* _SET EXERCISE_: Reproduce the data verbatim from the line that contains "the front wheel" through the end of the data, including both of those lines.

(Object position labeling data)
════════════════════
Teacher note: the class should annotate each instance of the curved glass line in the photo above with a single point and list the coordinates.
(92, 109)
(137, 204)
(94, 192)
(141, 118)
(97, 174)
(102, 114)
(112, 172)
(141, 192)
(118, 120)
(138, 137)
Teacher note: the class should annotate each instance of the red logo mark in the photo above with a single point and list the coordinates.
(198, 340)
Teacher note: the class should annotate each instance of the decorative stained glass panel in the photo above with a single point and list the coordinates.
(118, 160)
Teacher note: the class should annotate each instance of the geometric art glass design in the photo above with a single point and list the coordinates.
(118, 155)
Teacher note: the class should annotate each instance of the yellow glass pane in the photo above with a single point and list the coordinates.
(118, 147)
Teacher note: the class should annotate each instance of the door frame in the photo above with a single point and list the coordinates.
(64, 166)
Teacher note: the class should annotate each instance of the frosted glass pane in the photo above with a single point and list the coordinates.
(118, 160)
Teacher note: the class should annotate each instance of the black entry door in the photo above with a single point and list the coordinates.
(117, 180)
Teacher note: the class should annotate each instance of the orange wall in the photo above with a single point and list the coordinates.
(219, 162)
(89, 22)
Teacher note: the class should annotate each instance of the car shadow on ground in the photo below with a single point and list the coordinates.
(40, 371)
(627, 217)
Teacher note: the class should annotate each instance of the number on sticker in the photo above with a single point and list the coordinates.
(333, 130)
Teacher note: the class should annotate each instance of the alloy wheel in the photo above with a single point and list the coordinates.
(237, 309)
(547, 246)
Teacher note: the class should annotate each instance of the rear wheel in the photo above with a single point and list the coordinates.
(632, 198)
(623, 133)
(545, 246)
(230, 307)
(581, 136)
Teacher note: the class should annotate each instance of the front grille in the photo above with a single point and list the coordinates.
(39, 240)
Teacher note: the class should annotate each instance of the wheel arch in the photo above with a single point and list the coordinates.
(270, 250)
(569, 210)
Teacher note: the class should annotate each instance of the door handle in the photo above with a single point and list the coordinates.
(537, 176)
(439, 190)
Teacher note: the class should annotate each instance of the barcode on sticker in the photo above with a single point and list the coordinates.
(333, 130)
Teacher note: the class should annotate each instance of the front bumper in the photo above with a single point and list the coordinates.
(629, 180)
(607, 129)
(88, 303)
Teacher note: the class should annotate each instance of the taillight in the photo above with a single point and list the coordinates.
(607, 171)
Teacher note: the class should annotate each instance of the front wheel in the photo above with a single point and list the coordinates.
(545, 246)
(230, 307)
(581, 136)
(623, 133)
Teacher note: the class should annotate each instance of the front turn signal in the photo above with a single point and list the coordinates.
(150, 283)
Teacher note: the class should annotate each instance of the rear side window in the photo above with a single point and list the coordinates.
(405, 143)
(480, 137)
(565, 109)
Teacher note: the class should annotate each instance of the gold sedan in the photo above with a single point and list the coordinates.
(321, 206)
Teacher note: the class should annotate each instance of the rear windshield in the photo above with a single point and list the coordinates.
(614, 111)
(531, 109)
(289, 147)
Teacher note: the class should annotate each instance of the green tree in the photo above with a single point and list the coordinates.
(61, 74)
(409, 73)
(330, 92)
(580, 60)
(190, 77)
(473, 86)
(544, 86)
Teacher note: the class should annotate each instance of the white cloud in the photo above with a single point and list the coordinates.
════════════════════
* _COMPLETE RESPONSE_:
Teacher note: the class should annotate each instance of the front wheel in the photo above with a single point and list the coordinates.
(545, 246)
(230, 307)
(581, 136)
(623, 133)
Teacher note: the class should annotate each instance of the front turn signal in the photo above with a single point and list the coordinates.
(150, 283)
Teacher note: the class should annotate each instance of the rear side window in the photo above with a single point and list the coordinates.
(405, 143)
(480, 137)
(565, 109)
Teacher note: the class should annotate each instance of the gold sedan in the photo above with a single point and list the coordinates.
(321, 206)
Teacher note: the class should annotate each instance of the rear windshield in the photo above with a single point and list the coordinates.
(614, 111)
(531, 109)
(289, 147)
Teacher note: the class should annotate each instance of the green tree in the photo above with a single point and list the coordinates.
(61, 74)
(409, 73)
(330, 92)
(580, 60)
(190, 77)
(473, 86)
(544, 86)
Teacher note: the class should annotate each instance of the white cloud in the photo above with a single point and list the coordinates.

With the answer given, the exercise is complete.